Write out the entries below once more, exactly.

>> begin ENTRIES PROVIDED

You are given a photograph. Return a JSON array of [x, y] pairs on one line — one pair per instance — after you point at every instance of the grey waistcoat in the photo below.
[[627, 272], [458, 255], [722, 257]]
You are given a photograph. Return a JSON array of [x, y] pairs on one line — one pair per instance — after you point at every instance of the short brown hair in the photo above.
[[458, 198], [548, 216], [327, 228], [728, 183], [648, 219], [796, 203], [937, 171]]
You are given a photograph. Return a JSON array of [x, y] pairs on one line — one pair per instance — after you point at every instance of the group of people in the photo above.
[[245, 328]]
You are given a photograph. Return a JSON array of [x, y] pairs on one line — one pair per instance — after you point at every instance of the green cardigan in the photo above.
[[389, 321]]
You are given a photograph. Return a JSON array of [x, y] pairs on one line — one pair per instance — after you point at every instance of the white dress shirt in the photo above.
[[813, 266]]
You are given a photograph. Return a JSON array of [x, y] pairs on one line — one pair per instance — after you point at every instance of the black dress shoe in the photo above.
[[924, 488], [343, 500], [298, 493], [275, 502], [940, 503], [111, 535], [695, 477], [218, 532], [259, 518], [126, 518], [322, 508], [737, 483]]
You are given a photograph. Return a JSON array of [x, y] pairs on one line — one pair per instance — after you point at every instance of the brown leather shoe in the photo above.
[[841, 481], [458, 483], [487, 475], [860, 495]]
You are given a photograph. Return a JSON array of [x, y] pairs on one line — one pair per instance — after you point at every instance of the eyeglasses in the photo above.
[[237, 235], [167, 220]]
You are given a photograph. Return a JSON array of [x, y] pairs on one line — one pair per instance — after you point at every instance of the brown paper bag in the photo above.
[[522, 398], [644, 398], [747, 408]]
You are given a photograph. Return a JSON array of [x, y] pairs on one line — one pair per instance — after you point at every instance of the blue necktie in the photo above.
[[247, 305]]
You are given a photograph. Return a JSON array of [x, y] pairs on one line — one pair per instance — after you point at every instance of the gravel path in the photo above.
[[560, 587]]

>> end ENTRIES PROVIDED

§ WRITTEN REPLY:
You are given a photograph. Return a JSON array of [x, y] pairs on one line — one pair per instance — after you point at every instance of the grey waistcoat in the photo below.
[[627, 272], [458, 255], [722, 257]]
You are given a photograph. Return a JSON array of [x, y] pairs on one line — one pair per instance — after you point at every instance of the short brown hair in the photo above.
[[458, 198], [548, 216], [327, 228], [728, 183], [648, 219], [796, 203], [937, 171]]
You are given a photograph. Return a JSON array of [x, y] pairs on one line — one pair per instance — after you point at every instance of the group of people in the photo above.
[[245, 328]]
You are given a photograph. Return a JSON array of [x, y] pairs on one line — one pair per instance — after you point at every instance of the green cardigan in the photo above.
[[389, 321]]
You are given a photograph. Return a JSON array of [x, y] pairs on one line — one pair per instance — after you point at every instance of the white dress shirt in the photo above.
[[813, 266]]
You are given a photograph. Return a JSON array of [x, y] pairs on one line — one pair per instance — after you point at every instance of the black dress shoe in the photo above.
[[924, 488], [343, 500], [298, 493], [275, 502], [940, 503], [111, 535], [695, 477], [218, 532], [259, 518], [126, 518], [322, 508], [737, 483]]
You are given a photograph. Return a JSON array of [x, y] pairs on one line — one pair per instance — after you point at every instance of the brown leather shoe in the photo above.
[[841, 481], [458, 483], [487, 475], [860, 495]]
You are given a photograph. Return a JSON array of [x, y] pairs on one line — one pair per instance — after you point at every instance of the eyeglasses in the photo above.
[[237, 235], [167, 220]]
You are given a photograph. Return a JSON array of [x, y] pairs on one line — one pair per instance — after you point at every instance of the brown paper bag in the photo above.
[[522, 398], [644, 398], [747, 408]]
You are given a photograph. Return a JSON array of [x, y] pairs on one line — one pair per instance — after you point at every instance of the blue necktie in the photo above.
[[247, 305]]
You are given a photograph. Return a JSON array of [x, y] pairs on one line — one pair per instance — after you point at every instance of the gravel path in the photo above.
[[560, 587]]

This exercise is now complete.